**What you have to do**: I would like the listing below retyped exactly, line by line.
____
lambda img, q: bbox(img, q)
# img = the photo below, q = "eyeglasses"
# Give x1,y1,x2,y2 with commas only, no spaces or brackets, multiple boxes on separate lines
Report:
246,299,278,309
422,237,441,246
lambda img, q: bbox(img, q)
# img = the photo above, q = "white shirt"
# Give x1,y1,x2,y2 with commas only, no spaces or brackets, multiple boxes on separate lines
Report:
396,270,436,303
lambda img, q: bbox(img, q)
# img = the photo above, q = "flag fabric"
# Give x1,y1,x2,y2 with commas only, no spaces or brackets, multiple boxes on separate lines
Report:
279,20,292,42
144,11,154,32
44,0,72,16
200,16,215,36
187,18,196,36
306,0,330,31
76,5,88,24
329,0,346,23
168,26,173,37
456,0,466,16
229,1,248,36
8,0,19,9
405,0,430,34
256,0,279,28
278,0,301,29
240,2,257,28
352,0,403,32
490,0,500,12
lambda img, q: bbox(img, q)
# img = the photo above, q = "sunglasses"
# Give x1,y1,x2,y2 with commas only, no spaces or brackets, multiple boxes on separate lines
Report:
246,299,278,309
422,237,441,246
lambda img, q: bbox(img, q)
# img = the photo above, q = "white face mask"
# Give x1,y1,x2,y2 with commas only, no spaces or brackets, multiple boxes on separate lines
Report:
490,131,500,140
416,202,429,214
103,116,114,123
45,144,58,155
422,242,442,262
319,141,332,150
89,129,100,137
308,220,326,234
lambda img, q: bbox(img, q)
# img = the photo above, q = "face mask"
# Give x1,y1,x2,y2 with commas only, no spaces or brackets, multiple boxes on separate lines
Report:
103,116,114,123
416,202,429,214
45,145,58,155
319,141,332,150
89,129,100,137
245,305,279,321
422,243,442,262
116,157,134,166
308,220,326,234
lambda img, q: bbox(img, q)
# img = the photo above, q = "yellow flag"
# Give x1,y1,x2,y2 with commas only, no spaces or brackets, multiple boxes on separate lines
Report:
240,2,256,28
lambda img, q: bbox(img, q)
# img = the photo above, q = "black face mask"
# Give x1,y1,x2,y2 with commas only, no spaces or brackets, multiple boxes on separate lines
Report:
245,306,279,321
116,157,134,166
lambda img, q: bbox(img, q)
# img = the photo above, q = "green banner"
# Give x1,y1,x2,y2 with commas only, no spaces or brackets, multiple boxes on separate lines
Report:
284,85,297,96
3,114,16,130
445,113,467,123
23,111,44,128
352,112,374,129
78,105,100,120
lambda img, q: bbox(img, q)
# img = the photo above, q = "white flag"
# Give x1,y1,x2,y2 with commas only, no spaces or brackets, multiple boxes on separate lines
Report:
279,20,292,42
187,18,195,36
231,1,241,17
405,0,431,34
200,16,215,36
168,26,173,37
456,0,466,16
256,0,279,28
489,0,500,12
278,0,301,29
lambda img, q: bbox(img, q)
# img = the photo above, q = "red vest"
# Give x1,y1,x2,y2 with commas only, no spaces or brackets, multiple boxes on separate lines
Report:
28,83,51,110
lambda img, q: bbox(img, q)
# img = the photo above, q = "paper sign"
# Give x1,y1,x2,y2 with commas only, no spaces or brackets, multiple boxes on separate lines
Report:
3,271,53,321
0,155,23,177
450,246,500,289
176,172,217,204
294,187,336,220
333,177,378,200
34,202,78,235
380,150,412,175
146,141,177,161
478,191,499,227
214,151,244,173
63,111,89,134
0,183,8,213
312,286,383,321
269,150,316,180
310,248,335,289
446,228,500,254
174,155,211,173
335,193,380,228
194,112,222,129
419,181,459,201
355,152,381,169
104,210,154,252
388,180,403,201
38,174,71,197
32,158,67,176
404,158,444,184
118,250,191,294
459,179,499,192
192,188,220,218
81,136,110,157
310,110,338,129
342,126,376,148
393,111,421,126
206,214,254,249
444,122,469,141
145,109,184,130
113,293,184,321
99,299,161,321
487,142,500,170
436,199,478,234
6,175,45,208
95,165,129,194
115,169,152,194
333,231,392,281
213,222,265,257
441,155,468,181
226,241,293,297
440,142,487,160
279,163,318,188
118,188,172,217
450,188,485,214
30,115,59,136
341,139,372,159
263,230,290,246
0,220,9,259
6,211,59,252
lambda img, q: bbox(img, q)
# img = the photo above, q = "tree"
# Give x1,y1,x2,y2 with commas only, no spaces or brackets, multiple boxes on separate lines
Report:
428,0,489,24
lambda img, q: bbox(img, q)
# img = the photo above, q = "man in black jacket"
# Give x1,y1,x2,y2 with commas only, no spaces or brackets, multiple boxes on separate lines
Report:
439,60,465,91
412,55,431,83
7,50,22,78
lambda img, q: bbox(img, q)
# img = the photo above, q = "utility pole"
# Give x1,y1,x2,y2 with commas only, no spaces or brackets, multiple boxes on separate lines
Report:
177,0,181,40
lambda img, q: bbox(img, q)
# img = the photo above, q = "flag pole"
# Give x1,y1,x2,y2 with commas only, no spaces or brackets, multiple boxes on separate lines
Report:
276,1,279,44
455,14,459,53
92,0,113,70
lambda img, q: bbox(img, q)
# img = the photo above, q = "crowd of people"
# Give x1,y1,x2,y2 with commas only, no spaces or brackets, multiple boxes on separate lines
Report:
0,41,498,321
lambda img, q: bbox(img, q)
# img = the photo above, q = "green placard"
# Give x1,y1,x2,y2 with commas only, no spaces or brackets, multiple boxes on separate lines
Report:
____
**Answer section**:
lambda img, q: bbox(img, q)
# img = the photo below, q = "eyeglasses"
# Give x1,y1,x2,y2 with commas only, no spaces or brackets, multiple boxes on separate lines
Report:
246,299,278,309
422,237,441,246
lambda img, q: bbox(img, q)
# img = the photo above, q = "white shirt"
# Give x1,y1,x2,y2 with commas only, no spaces or brackets, multiple boxes on separate lines
Report:
396,270,436,303
lambda img, q: bbox(img, q)
# img = the photo above, q = "flag fabric"
# Give x1,y1,x2,y2 with commas only, no spaces or brackets, multiple boxes on separate lines
Report:
279,20,292,42
144,11,154,32
44,0,72,16
200,16,215,36
187,18,196,36
306,0,330,31
76,5,88,24
329,0,346,23
168,26,173,37
456,0,466,16
229,1,248,36
8,0,19,9
405,0,430,34
256,0,279,28
278,0,301,29
240,2,257,28
352,0,403,32
490,0,500,12
lambda img, q: bbox(img, q)
# img = the photo above, q = "sunglasses"
# Give x1,y1,x2,y2 with commas only, no spaces or brackets, multiple boxes on separate lines
Report:
246,299,278,309
422,237,441,246
lambda img, q: bbox(img, q)
# img = the photo above, q = "white face mask"
# Give x1,y1,x2,y2 with commas only, no spaces or brackets, multiple boxes on separate lines
Report:
490,131,500,140
416,202,429,214
103,116,114,123
45,144,58,155
422,242,442,262
319,141,332,150
89,129,100,137
308,220,326,234
lambda img, q: bbox(img, q)
# img = the photo above, q = "face mask"
# Give x1,y1,x2,y2 with commas only, no spaces or brackets, multiple boxes on separate lines
Report:
103,116,114,123
416,202,429,214
45,145,58,155
319,141,332,150
89,129,100,137
245,305,279,321
422,243,442,262
116,157,134,166
308,220,326,234
lambda img, q: bbox(img, q)
# img = the photo above, q = "yellow flag"
# Give x1,y1,x2,y2 with commas only, no spaces or brackets, multiple boxes on separate lines
Report:
240,2,256,28
lambda img, q: bbox(img, q)
# img = the photo above, q = "black face mask"
# Give x1,y1,x2,y2 with commas only, no spaces or brackets, multiple boxes on separate lines
Report:
245,306,279,321
116,157,134,166
lambda img, q: bbox(img, q)
# img = the photo above, q = "green banner"
# Give x1,y1,x2,y2 with commas only, no spaces or brackets, multiple boxes on separate lines
Report:
284,85,297,96
3,114,16,130
445,113,467,123
23,111,44,128
352,112,374,129
78,105,100,120
lambda img, q: bbox(img, q)
# img = the photo above, q = "white flag"
# Give x1,y1,x2,y2 with commas only, no spaces or brackets, multiple boxes on separate lines
Report:
279,20,292,42
187,18,195,36
231,1,241,17
405,0,431,34
200,16,215,36
168,26,173,37
456,0,466,16
256,0,279,28
489,0,500,12
278,0,301,29
lambda img, q: bbox(img, q)
# img = the photo above, q = "red vest"
# Give x1,y1,x2,y2 with commas only, no spaces or brackets, multiple boxes on separate lines
Report:
28,83,51,110
lambda img, q: bbox(img, q)
# img = the photo above, q = "paper sign"
# Give x1,y1,x2,y2 with commas only, no spaces or brackets, multiple boxes on separate lines
Report:
3,271,53,321
0,155,23,177
450,246,500,289
176,172,217,204
294,187,336,220
333,177,378,200
34,202,78,235
380,150,412,175
146,141,177,161
478,191,499,227
214,151,244,173
63,111,89,134
0,183,8,213
312,286,383,321
269,150,316,180
310,248,335,289
446,228,500,254
174,155,211,173
335,193,380,228
194,112,222,129
419,181,459,201
355,152,381,169
104,210,154,252
388,180,403,201
38,174,71,197
32,158,67,176
404,158,444,184
118,250,191,294
459,179,499,192
192,188,220,218
81,136,110,157
310,110,338,129
342,126,376,148
393,111,421,126
206,214,254,249
444,122,469,141
145,109,184,130
113,293,184,321
99,299,161,321
487,142,500,170
436,199,478,234
6,175,45,208
95,165,129,194
115,169,152,194
333,231,392,281
213,222,265,257
441,155,468,181
226,241,293,297
440,142,487,160
279,163,318,188
118,188,172,217
450,188,485,214
30,115,59,136
341,139,372,159
263,230,290,246
0,220,9,259
6,211,59,252
lambda img, q: bbox(img, q)
# img = the photo above, q = "tree"
# Give x1,y1,x2,y2 with commas only, no spaces or brackets, multiple boxes on separate lines
Report:
428,0,489,24
lambda img, q: bbox(img, q)
# img = the photo above, q = "man in black jacket"
# Give x1,y1,x2,y2 with commas only, no spaces or brackets, multiple boxes on separate lines
Report:
439,60,465,91
412,55,431,83
7,50,22,78
lambda img, q: bbox(img, q)
# img = the photo above, q = "utility pole"
# Give x1,y1,x2,y2 with commas only, no spaces or brackets, multiple boxes on separate lines
Report:
177,0,181,40
lambda img, q: bbox(img, q)
# img = the photo above, q = "flag pole"
# Give x1,y1,x2,y2 with commas only, no spaces or brackets, multiple boxes on separate lines
Report:
276,1,279,44
455,14,459,53
92,0,113,70
lambda img, q: bbox(img, q)
# img = the photo above, q = "crowd of people"
# Give x1,y1,x2,y2 with commas only, no spaces or brackets, multiple boxes on separate lines
Report:
0,41,498,321
lambda img, q: bbox(img, q)
# img = the photo above, q = "green placard"
# Give x1,y1,x2,y2 with commas only, no spaces or brackets, multiple boxes on separate lines
Report:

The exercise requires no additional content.